**Work to complete:** Go through the entries and count the lines with the string "below" in them. Give only that number.

======== Data to examine ========

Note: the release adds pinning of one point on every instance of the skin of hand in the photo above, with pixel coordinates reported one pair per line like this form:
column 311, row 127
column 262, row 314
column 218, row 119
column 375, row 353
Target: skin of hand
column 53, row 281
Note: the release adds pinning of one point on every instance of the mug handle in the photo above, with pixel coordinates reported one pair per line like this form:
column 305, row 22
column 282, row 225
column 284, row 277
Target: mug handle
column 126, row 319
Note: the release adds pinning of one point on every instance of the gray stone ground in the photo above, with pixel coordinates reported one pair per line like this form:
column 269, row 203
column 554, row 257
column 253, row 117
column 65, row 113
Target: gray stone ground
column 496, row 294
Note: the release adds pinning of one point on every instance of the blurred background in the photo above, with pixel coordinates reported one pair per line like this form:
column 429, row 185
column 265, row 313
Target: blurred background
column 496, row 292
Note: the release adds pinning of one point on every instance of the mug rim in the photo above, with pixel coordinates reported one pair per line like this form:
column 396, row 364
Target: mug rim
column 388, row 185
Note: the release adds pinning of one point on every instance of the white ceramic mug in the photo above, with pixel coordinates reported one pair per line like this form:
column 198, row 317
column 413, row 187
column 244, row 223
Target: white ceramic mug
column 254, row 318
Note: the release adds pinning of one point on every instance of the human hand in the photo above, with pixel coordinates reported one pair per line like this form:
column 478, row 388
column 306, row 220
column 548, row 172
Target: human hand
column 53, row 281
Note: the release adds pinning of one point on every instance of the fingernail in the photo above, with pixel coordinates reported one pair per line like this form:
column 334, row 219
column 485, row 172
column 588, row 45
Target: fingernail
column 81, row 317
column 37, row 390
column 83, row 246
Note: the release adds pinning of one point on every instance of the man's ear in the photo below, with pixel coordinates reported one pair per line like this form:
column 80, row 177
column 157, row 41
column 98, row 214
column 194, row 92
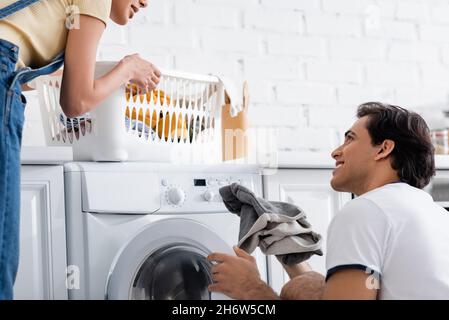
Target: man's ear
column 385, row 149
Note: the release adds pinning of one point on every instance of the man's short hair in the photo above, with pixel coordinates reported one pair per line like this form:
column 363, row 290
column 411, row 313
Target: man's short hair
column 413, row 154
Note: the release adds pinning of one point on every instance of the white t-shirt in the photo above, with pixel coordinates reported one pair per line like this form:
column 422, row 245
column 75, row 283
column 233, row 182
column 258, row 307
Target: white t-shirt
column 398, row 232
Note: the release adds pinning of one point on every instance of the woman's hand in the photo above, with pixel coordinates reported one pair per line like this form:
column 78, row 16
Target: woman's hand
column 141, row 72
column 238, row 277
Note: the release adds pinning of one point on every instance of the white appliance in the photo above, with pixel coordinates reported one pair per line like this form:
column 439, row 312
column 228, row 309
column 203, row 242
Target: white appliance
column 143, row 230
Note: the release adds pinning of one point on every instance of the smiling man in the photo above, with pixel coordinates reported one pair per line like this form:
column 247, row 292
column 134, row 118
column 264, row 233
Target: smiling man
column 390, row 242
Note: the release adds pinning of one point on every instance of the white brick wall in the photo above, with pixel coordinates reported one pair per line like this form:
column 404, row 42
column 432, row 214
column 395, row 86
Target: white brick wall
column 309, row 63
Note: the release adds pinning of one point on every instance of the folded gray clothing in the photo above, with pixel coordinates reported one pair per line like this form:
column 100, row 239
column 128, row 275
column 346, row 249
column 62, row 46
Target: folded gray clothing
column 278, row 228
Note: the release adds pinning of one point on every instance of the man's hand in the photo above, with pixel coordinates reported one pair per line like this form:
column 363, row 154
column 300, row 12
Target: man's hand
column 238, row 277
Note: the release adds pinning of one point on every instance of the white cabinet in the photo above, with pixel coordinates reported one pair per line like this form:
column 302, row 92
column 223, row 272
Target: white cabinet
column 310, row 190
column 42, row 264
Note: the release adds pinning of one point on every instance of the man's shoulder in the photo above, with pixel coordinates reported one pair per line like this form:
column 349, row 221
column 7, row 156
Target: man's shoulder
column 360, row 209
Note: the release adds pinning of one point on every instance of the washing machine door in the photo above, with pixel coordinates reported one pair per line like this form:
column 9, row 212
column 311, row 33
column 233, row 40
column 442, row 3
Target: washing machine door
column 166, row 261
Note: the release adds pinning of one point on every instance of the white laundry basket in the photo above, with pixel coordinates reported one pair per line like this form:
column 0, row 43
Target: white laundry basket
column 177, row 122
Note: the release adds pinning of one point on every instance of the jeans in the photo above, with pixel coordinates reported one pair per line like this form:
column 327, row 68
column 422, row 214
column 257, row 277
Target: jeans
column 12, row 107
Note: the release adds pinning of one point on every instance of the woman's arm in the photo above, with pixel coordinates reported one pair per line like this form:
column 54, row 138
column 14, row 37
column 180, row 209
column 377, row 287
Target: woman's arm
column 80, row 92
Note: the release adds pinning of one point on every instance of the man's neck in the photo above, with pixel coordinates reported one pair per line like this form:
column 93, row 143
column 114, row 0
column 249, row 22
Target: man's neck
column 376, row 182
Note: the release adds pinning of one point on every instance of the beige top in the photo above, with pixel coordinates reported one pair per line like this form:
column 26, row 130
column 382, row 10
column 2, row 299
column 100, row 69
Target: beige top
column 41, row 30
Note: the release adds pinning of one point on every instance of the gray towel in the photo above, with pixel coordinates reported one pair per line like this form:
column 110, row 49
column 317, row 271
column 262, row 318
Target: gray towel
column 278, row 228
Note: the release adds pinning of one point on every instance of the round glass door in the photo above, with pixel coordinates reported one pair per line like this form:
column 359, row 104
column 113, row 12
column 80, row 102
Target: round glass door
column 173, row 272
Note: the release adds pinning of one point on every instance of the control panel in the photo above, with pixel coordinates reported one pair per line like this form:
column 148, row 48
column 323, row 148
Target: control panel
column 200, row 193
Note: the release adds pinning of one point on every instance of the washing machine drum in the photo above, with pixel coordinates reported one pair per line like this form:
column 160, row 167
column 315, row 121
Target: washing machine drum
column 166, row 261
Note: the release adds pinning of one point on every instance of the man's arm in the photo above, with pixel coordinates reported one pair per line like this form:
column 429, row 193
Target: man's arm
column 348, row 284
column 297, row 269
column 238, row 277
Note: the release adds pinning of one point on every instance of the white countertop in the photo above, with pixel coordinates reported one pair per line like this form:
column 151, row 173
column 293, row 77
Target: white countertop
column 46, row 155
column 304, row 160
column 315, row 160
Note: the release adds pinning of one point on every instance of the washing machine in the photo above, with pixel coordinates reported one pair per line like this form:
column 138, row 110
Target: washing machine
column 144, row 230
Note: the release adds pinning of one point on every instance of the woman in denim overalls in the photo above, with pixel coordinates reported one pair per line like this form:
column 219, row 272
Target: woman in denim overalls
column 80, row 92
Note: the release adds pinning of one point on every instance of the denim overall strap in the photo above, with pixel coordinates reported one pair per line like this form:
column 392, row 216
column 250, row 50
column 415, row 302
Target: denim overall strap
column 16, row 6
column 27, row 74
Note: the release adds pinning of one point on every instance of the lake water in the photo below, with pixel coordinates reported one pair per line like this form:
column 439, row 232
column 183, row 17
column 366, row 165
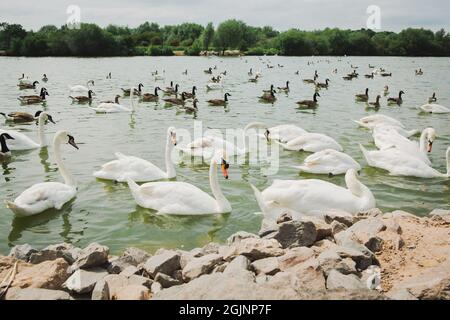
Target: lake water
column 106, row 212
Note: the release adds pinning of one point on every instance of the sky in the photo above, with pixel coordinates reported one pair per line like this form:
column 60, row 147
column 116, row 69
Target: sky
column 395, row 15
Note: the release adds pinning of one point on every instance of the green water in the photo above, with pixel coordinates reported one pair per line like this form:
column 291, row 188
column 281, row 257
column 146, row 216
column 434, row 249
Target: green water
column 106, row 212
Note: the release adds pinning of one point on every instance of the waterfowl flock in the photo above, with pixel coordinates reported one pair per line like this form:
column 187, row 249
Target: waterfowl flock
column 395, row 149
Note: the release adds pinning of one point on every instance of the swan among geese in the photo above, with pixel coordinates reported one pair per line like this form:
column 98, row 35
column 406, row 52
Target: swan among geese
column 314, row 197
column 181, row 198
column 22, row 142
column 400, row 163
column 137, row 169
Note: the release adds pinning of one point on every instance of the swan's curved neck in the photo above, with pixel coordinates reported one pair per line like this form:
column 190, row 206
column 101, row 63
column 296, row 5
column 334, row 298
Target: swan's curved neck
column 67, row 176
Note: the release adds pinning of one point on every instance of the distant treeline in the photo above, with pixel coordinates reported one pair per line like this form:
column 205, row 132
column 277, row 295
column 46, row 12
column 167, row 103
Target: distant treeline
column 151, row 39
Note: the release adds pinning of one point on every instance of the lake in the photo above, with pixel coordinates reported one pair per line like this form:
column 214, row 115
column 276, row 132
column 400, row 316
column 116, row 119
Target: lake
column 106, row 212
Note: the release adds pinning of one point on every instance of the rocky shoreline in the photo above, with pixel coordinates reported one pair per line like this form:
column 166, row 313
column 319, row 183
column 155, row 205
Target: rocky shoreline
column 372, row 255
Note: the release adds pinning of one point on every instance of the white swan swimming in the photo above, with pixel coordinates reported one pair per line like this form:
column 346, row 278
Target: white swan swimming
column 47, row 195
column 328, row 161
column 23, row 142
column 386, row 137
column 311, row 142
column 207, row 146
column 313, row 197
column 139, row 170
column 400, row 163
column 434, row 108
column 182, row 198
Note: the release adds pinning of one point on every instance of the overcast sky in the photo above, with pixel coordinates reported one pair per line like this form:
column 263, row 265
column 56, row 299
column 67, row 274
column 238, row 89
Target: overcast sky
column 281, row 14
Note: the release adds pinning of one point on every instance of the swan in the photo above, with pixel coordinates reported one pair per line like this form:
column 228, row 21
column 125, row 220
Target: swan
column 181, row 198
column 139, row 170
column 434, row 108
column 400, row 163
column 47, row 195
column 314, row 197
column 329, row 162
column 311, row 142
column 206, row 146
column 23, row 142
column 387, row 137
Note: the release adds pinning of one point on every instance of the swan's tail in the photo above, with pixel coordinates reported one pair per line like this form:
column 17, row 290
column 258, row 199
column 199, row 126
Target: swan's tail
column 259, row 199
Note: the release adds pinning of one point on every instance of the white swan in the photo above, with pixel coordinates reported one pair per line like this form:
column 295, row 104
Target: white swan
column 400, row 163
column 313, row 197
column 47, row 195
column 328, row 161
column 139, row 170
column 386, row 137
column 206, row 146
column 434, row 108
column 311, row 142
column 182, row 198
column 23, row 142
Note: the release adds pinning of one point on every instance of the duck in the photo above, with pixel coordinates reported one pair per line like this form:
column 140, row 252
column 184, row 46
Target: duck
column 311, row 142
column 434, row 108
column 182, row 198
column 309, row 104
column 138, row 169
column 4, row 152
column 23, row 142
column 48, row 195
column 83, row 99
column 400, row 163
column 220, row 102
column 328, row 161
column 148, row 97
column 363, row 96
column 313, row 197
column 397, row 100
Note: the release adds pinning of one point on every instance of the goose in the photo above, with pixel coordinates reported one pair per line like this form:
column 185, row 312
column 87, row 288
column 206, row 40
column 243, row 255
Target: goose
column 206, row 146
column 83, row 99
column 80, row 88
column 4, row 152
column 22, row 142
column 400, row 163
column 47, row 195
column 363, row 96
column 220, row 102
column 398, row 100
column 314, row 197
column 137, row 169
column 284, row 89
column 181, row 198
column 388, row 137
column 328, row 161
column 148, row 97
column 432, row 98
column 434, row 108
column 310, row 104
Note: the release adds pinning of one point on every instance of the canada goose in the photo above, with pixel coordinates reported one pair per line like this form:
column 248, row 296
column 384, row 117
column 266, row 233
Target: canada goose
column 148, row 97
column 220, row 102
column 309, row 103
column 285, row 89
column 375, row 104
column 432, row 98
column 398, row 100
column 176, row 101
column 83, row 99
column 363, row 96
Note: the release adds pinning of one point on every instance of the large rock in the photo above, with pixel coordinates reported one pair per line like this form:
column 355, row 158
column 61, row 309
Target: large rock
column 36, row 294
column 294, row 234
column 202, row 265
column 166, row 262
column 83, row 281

========

**Your solution:** 2